**INPUT**
>>>

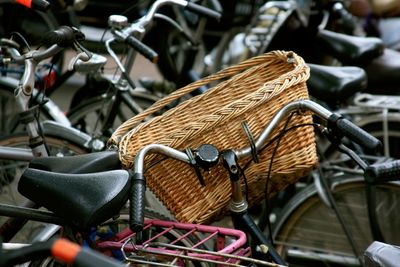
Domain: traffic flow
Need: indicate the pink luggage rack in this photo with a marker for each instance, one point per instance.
(168, 243)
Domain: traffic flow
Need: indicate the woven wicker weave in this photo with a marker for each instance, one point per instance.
(252, 91)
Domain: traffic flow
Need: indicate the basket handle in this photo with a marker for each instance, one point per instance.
(228, 72)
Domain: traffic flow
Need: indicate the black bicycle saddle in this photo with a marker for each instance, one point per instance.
(350, 50)
(83, 200)
(335, 84)
(86, 163)
(384, 73)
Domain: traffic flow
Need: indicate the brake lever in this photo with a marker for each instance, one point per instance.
(84, 55)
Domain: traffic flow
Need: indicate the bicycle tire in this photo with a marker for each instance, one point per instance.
(11, 170)
(88, 116)
(308, 233)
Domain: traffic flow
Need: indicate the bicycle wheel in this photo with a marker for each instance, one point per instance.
(392, 143)
(90, 114)
(9, 114)
(10, 172)
(309, 234)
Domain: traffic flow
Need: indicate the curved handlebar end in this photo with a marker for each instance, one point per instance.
(355, 133)
(203, 11)
(39, 5)
(137, 205)
(384, 172)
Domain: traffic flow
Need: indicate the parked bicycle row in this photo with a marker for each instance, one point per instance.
(143, 172)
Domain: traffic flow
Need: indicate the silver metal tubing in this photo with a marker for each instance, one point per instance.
(159, 149)
(300, 105)
(15, 153)
(286, 110)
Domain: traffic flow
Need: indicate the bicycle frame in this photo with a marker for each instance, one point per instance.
(367, 109)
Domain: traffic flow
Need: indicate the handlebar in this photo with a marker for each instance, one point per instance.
(132, 34)
(60, 249)
(39, 5)
(383, 172)
(342, 126)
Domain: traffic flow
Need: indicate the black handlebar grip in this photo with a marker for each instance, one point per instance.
(356, 134)
(143, 49)
(136, 209)
(39, 5)
(383, 172)
(203, 11)
(64, 36)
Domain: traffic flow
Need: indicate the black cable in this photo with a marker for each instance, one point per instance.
(22, 38)
(277, 138)
(267, 204)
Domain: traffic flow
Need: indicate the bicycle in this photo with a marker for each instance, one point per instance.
(122, 90)
(61, 249)
(60, 140)
(82, 217)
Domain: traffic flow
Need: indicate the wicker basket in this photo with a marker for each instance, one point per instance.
(252, 91)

<<<

**WRITTEN PROBLEM**
Transcribe each entry precisely as given, leaving the pictures out.

**SOLUTION TO THE EXERCISE**
Domain: traffic flow
Need: indicate the pink luggage rack in this photo with a marker for each instance, one point per instance.
(168, 243)
Domain: traffic flow
Need: indicate the woven wicker weave in this photo with a marker for each instance, one point per instance.
(252, 91)
Domain: traffic flow
Need: indicate the basket handle in this photo with a marker for each instance, one point per instance.
(228, 72)
Domain: traffic flow
Need: indicate the black bicycle saddle in this photo with a marker for each instance, one point per instance.
(350, 50)
(83, 200)
(335, 84)
(86, 163)
(384, 73)
Domain: traffic flow
Need: indicate the brake lever in this photo with a marker for each instance, one point per instance.
(84, 55)
Domain: traffic flow
Need: indicate the bicycle tire in this photo with a marker for each instance, one point per instance.
(11, 170)
(88, 116)
(308, 233)
Domain: traffic flow
Need: indicate the bicycle wheel in this photo with a marker for each instance, one point per instance.
(392, 143)
(90, 114)
(9, 114)
(10, 172)
(309, 234)
Domain: traffic flow
Need: indicate the curved handlebar end in this photo with a marker for each instance, one point per instance.
(355, 133)
(203, 11)
(39, 5)
(137, 205)
(384, 172)
Domain: traffic flow
Need: indicate the parked bicycle row in this photo with a marker for each instance, one point per instance.
(143, 172)
Domain: traffic flow
Need: indicate the silver metal tubing in this photo with a marker for each instance, one point per instance.
(159, 149)
(300, 105)
(15, 153)
(286, 110)
Domain: traffic flow
Need: indicate the bicycle frame in this photo with a marker for each instance, one point per instance.
(367, 109)
Domain: traffic flow
Need: indicate the handlebar in this photo with a marker for each instance, one point per instance.
(132, 34)
(60, 249)
(39, 5)
(383, 172)
(342, 126)
Domain: traffic flow
Need: indicate the black handlebar grip in this photo with a marker for each instance, one point per instance.
(356, 134)
(143, 49)
(136, 209)
(39, 5)
(383, 172)
(203, 11)
(64, 36)
Domain: traffic flow
Need: indicate the black cable in this photo with a marker for each instance, one point per instance.
(22, 38)
(277, 138)
(267, 204)
Domain: traffic flow
Need: indicate the bicycle in this photo with a marker for each instance, one point per instance.
(122, 90)
(61, 249)
(60, 140)
(82, 217)
Domain: traffic flow
Need: indicate the wicker basket in this photo with a marker for each instance, one point per instance.
(252, 91)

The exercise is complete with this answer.